-- Exercise description --
The answer must be an exact copy of every entry, with no pictures in it.

====== Record set

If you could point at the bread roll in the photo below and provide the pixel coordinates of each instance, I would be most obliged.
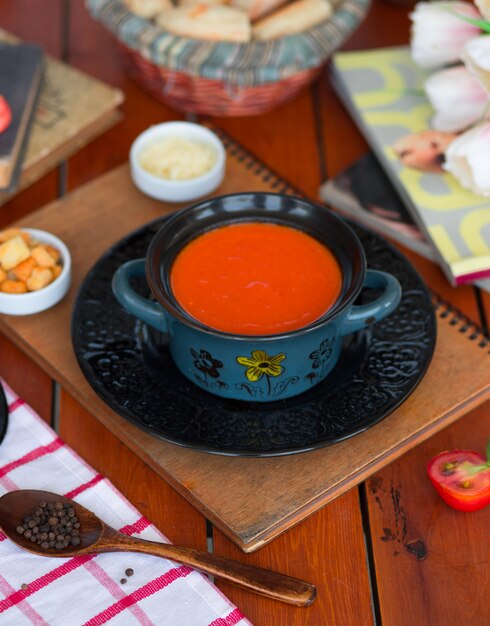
(256, 8)
(147, 8)
(215, 23)
(294, 18)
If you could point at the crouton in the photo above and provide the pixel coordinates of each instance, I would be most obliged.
(13, 252)
(24, 269)
(13, 286)
(40, 277)
(42, 256)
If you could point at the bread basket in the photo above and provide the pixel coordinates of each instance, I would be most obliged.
(222, 78)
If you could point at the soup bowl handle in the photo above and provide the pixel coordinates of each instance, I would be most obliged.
(366, 314)
(147, 311)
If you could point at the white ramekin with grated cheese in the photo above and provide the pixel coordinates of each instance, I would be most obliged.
(177, 161)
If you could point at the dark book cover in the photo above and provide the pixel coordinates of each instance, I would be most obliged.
(21, 69)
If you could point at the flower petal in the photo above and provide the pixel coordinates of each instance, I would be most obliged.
(274, 370)
(260, 356)
(278, 358)
(484, 6)
(457, 97)
(476, 56)
(246, 361)
(438, 35)
(468, 159)
(254, 374)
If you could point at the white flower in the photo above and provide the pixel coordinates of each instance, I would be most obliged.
(457, 97)
(484, 6)
(468, 159)
(438, 36)
(476, 55)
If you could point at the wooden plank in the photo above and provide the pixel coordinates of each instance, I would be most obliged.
(431, 561)
(88, 41)
(26, 378)
(328, 550)
(302, 483)
(17, 16)
(151, 495)
(282, 143)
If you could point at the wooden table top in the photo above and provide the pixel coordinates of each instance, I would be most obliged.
(384, 551)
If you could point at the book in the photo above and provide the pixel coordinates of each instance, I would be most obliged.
(383, 91)
(73, 108)
(21, 70)
(363, 192)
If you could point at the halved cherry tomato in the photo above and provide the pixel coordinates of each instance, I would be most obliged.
(462, 479)
(5, 114)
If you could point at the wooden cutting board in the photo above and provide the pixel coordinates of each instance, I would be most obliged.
(252, 500)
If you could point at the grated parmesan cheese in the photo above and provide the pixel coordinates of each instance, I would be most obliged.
(177, 158)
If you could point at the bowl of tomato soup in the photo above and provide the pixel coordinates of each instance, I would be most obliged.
(255, 292)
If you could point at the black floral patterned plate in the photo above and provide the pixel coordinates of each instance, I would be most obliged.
(130, 368)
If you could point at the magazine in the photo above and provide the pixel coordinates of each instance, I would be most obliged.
(383, 91)
(364, 193)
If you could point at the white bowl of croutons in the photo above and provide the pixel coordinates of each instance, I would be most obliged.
(35, 270)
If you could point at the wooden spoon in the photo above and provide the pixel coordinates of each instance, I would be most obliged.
(96, 536)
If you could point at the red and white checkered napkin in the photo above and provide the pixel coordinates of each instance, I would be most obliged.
(87, 589)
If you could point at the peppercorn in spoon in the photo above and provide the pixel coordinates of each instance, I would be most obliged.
(94, 536)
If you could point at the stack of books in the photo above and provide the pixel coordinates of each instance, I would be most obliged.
(56, 110)
(428, 211)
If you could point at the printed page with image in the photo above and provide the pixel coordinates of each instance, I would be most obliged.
(383, 91)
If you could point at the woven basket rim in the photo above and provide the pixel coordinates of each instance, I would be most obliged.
(250, 63)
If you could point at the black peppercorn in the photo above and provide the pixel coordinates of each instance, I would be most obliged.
(51, 525)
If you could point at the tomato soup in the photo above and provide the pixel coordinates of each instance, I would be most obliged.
(255, 278)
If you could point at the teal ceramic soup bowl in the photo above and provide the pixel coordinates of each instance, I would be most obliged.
(255, 368)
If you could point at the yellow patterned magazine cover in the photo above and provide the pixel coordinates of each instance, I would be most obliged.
(383, 90)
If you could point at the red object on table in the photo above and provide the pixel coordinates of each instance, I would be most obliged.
(5, 114)
(462, 479)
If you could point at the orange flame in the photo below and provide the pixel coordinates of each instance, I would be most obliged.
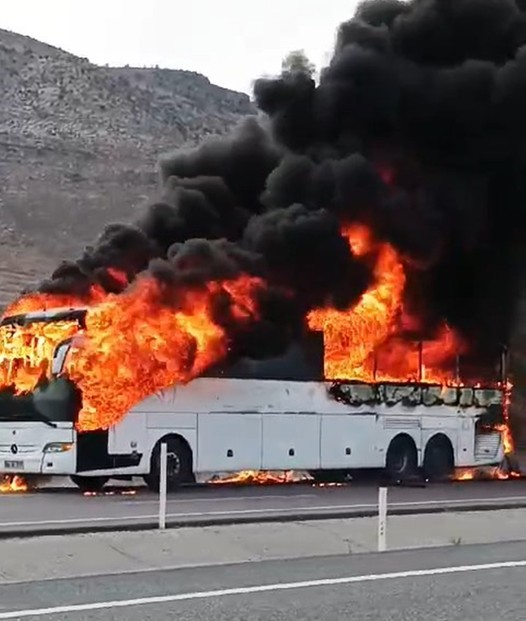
(258, 477)
(135, 346)
(361, 342)
(10, 484)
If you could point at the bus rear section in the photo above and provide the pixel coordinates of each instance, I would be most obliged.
(226, 425)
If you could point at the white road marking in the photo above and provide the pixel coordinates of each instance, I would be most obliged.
(212, 500)
(270, 510)
(264, 588)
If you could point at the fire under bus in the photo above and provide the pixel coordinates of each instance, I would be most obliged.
(270, 415)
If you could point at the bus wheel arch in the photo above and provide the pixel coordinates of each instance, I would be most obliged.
(401, 460)
(439, 458)
(180, 463)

============

-- Completed exercise --
If you could point at the bread roll in the photo below and provide the pixel coordinates of each instance, I would be most obliged.
(256, 8)
(147, 8)
(215, 23)
(294, 18)
If you could point at the crouton in the photo above and provide the pixel coordinates of each instance, I would be most obliged.
(13, 252)
(24, 269)
(13, 286)
(40, 277)
(42, 256)
If you could point at the bread basket in the photo above and provide the pixel coordinates of each instance, I would be most obliged.
(222, 78)
If you could point at the soup bowl handle in the photo above and provide the pixel coordinates of each instance, I would be most obliged.
(366, 314)
(147, 311)
If you could point at the white ramekin with grated cheese in the photo above and provide the pixel coordinates of each instance, I would be most obliged.
(177, 161)
If you could point at the dark book cover in the photo above and provide the pixel coordinates of each instance, I would be most obliged.
(21, 69)
If you could point at the flower petal in the photo above and provide the pixel coordinates of each instance, I would be most obliged.
(274, 370)
(260, 356)
(278, 358)
(484, 6)
(457, 97)
(476, 56)
(246, 361)
(438, 35)
(468, 159)
(254, 374)
If you could point at the white flower in the photo above and provide the pixel coordinates of each instance, I would be most obliged.
(457, 97)
(484, 6)
(468, 159)
(438, 36)
(476, 55)
If you could point at the wooden plank in the photo above and provide the pixel coordinates of each instance, I would be most obliged.
(431, 561)
(88, 41)
(26, 378)
(328, 550)
(302, 483)
(17, 16)
(151, 495)
(282, 143)
If you could point at the wooden table top in the photo above and provide the pixel coordinates of each instance, I would be most obliged.
(384, 551)
If you could point at the book in the photo above and provide the pixel coordinates of each instance, I would be most obliged.
(383, 91)
(73, 108)
(21, 70)
(363, 192)
If you could point at the halved cherry tomato in the photo above and provide the pixel coordinates of each instance, I would be most obliged.
(462, 479)
(5, 114)
If you could point at the wooden cutting board in the photo above and provide the pixel coordinates of each instance, I would be most obliged.
(252, 500)
If you could point at the grated parmesan cheese in the photo above and provide the pixel coordinates of each instance, I would be most obliged.
(177, 158)
If you could point at the bowl of tomato soup in the photo above and provide the pixel coordinates of each instance, I would be most obliged.
(255, 292)
If you could point at the black floral patterned plate in the photo above and provide the pixel coordinates of each instance, I would be most obliged.
(130, 368)
If you could point at the magazine in the photo above and provide the pixel coordinates of each instance, I would be most obliged.
(383, 91)
(364, 193)
If you could point at the white bowl of croutons in the photo above and provide the pixel coordinates of each instance, I would be most obliged.
(35, 270)
If you could point at the wooden spoon in the photo above and provide the pixel coordinates of each instance, I would be most obliged.
(96, 536)
If you could point at the red and white checkered napkin in the photo above and provide the pixel coordinates of each instance, I would be most obliged.
(87, 589)
If you could point at the peppercorn in spoon in the photo above and provide the pixel coordinates of each instance, I would be most obliged.
(94, 536)
If you could point at the stack of books in the photo above and provide the pixel coordinates of each instance, I would be most obliged.
(56, 110)
(428, 211)
If you could point at the printed page with image in the photo above and provide the pixel coordinates of each instance, I would be most obliged.
(383, 91)
If you could point at the woven basket rim in the photo above and provide the pixel coordinates of each instance, I would be most obliged.
(250, 63)
If you could point at the black peppercorn in the photo above and provide the pixel coordinates of each instance, I would be most obliged.
(51, 525)
If you could point at the tomato soup in the photo above and provide the pixel coordinates of each instance, I would be most obliged.
(255, 278)
If you could point at the teal ceramic soup bowl in the photo above and provide the pixel coordinates of each instance, I would be most obliged.
(255, 368)
If you could point at the yellow patterned magazine cover in the photo above and provide the pixel coordinates of each instance, I would be most obliged.
(383, 90)
If you could point at the red object on table in the photo above and provide the pixel coordinates of each instance, I would be most obliged.
(5, 114)
(462, 479)
If you could point at the orange flame in the photo below and provide the pixel coordinates of each instance, I would be most obliged.
(258, 477)
(135, 346)
(361, 342)
(10, 484)
If you could point at the bus rear section in the photo above and provide the pixel coordinates of each instance, I would be most obliged.
(226, 425)
If you could point at the white road marking in the photo above and provide the pixel coordinates of each instance, I would be most obliged.
(212, 500)
(270, 510)
(264, 588)
If you could point at the fire under bus in the photo above and provide the pixel coordinates of each instance, I would be most obliged.
(270, 415)
If you could point at the bus wheel arch in the photo above and provide the pixel coordinates of each instance, I would be most obliged.
(401, 460)
(439, 458)
(180, 463)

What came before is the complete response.